▶ _TASK TO COMPLETE_
The entries below should be output exactly as written.

════════════════

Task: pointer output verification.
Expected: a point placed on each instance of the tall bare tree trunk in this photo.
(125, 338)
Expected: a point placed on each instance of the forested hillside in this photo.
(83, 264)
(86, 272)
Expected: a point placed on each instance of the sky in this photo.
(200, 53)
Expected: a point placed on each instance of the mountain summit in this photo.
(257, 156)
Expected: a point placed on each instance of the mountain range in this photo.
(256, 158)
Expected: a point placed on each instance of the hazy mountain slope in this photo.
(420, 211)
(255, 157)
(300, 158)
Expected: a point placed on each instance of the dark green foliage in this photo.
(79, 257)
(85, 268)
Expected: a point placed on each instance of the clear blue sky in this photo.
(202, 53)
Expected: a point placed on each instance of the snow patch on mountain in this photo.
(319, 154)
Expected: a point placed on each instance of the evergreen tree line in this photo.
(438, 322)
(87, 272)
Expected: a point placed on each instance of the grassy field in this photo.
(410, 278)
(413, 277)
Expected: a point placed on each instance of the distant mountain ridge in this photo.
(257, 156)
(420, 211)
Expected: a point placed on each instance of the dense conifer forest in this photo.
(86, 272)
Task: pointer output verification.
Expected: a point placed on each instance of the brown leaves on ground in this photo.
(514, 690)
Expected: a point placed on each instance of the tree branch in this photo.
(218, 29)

════════════════

▶ _ANSWER FOR THE TASK_
Task: pointer output verification.
Expected: a point placed on each instance of the tall bare tree trunk in this photo.
(125, 338)
Expected: a point placed on each instance of the forested hillside in this photo.
(83, 264)
(86, 272)
Expected: a point placed on each instance of the sky in this photo.
(200, 53)
Expected: a point placed on each instance of the mountain summit in this photo.
(257, 156)
Expected: a point placed on each instance of the mountain range in this photo.
(256, 158)
Expected: a point placed on each instance of the hazy mountain slope in this photo.
(420, 211)
(255, 157)
(300, 158)
Expected: a point placed on each instance of the dark green foliage in this photo.
(79, 257)
(85, 268)
Expected: a point placed on each instance of the clear blue sky in this photo.
(202, 53)
Expected: a point placed on each instance of the snow patch on mountain in this photo.
(319, 154)
Expected: a point placed on each instance of the evergreen tree line in this photo.
(438, 322)
(87, 272)
Expected: a point placed on each instance of the grassy field in this photo.
(410, 278)
(413, 277)
Expected: a point placed on each instance of the distant mountain ridge in this photo.
(257, 156)
(420, 211)
Expected: a point placed on each instance of the dense conifer forest in this photo.
(86, 272)
Task: pointer output verification.
Expected: a point placed on each instance of the brown leaves on ground in this photo.
(514, 690)
Expected: a point placed on each instance of the tree branch in this photo.
(218, 29)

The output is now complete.